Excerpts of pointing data
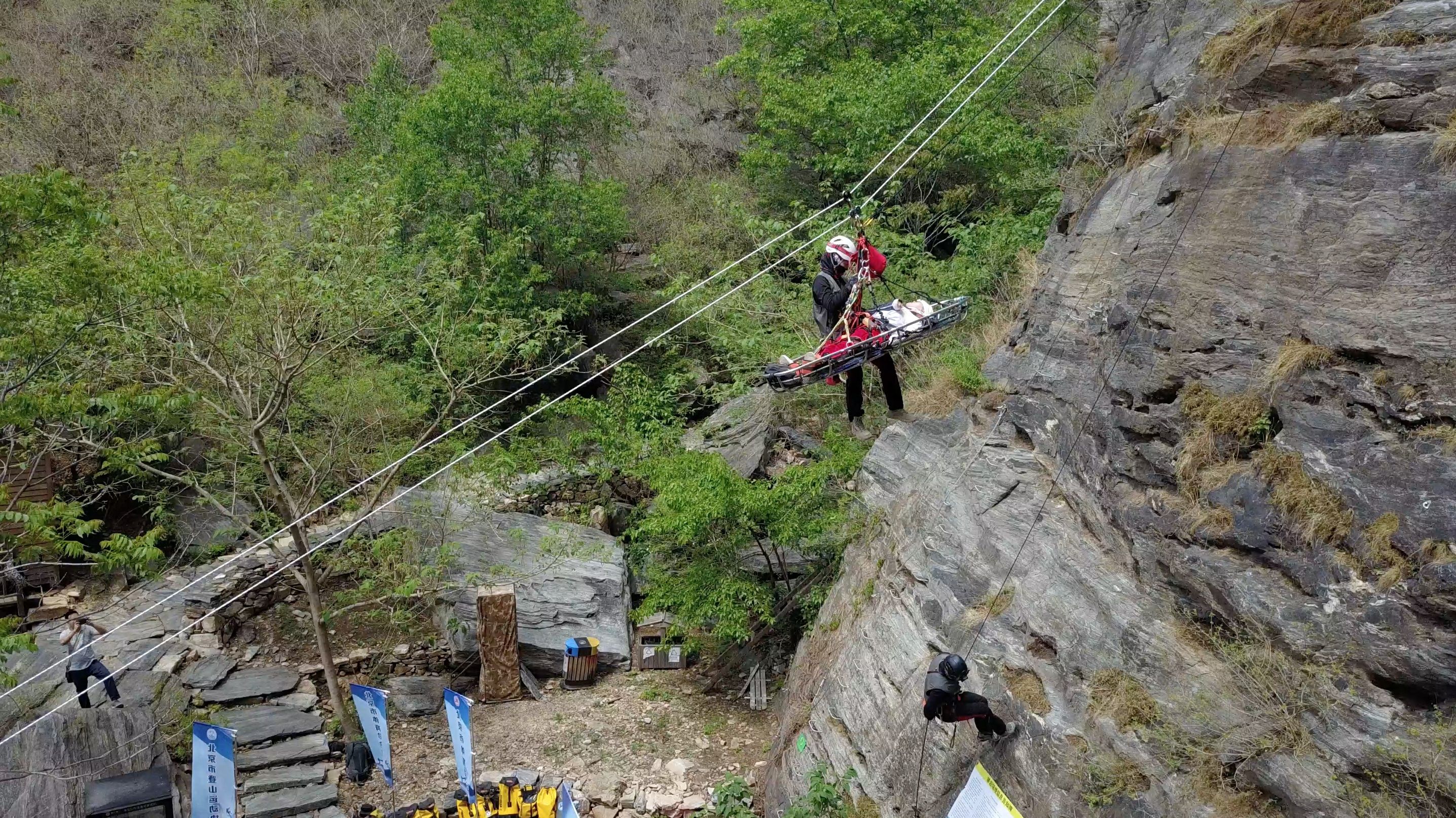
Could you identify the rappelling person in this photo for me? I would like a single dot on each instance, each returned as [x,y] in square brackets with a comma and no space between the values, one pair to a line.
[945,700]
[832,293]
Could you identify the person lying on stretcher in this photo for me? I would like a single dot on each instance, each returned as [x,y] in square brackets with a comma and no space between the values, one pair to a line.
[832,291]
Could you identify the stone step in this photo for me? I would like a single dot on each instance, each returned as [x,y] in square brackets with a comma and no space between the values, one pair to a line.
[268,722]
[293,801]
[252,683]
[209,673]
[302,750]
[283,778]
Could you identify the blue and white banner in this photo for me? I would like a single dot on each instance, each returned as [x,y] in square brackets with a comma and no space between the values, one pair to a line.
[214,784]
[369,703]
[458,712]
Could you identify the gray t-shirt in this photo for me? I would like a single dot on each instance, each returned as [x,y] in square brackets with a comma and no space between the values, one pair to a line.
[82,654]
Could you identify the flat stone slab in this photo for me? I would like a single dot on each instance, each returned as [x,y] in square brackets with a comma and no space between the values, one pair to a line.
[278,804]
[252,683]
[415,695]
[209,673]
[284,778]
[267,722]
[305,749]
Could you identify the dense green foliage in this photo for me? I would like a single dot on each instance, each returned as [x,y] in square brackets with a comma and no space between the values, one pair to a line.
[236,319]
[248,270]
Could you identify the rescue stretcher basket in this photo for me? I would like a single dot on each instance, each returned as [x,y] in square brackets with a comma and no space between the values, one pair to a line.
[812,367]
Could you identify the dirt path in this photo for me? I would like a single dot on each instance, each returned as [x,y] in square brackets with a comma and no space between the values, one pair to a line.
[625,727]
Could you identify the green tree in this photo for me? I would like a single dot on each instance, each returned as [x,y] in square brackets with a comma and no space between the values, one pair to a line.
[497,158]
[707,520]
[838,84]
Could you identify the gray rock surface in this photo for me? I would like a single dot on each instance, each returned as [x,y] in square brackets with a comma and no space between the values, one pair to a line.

AIM OF THE EXERCISE:
Reproduce all of the data above line for line, omitting the pictures from your answer.

OUTPUT OF THE TASK:
Could you identify the rappelling person in this photo for me? I would like a single dot on each instance, each returned as [x,y] in square brackets with a comma and no space between the values, one pair to a line.
[945,700]
[832,293]
Could you identify the person lying on stretcher in this photo for me? I would like a single dot on each instance, each returned as [x,y] in square brackets with a comma and no space between the values, one pair to a line.
[832,291]
Could you identify the stone step in this photo for me? I would like a single dot on each instance, each returned as [x,y] in square brackets with a comma and no space between the values, one pair to a line.
[268,722]
[293,801]
[252,683]
[209,673]
[302,750]
[283,778]
Could you identify the blue and white banner in this photo for me? I would like a single dot on each instance, each returned as [x,y] in square brackets with a comma and no space between the values, one pair to a line.
[214,784]
[369,703]
[458,712]
Could you identify the gray t-shirt in this photo for me? I would like a single dot on each instance, each returned as [x,y] in square brackets with a comma and no space between the values, one pair to a line.
[82,654]
Could you identify the flat stone slab in this photo for me? I would like a single dot on each instance, each returned as [x,y] in square brackets with a comma and no space between the values, one pair to a line.
[278,804]
[252,683]
[415,695]
[209,673]
[284,778]
[267,722]
[305,749]
Could you identify the dense green foliage in this photo for me? I would like a single dot on each instance, each returned as [x,y] in square brackets with a comma and no space between the values, one pair to a line.
[236,319]
[248,270]
Could you identify the rescue stretcher basket in this photo for me? I would like a single dot on each instance, each returned as [x,y] in square brackets with a comma and no space between the values, one pair to a line.
[812,367]
Could you identify the dirt path in this photo for me? I would like a single dot on each instance, each returned as [x,y] in square brackets with a comma and no space between the values, one pair to a line.
[625,727]
Could you identify the green tree in this photo for me? I would like a single dot on each instance, each returned as [x,y] in square brackets with a comma and no space between the values, one pair to a line.
[497,158]
[707,520]
[838,84]
Could you identify the gray rock surface in this photo for me? I would like a single dot on each instance, each returned as [x,y] in square brackets with a comma and no space between the values, one pair to a line.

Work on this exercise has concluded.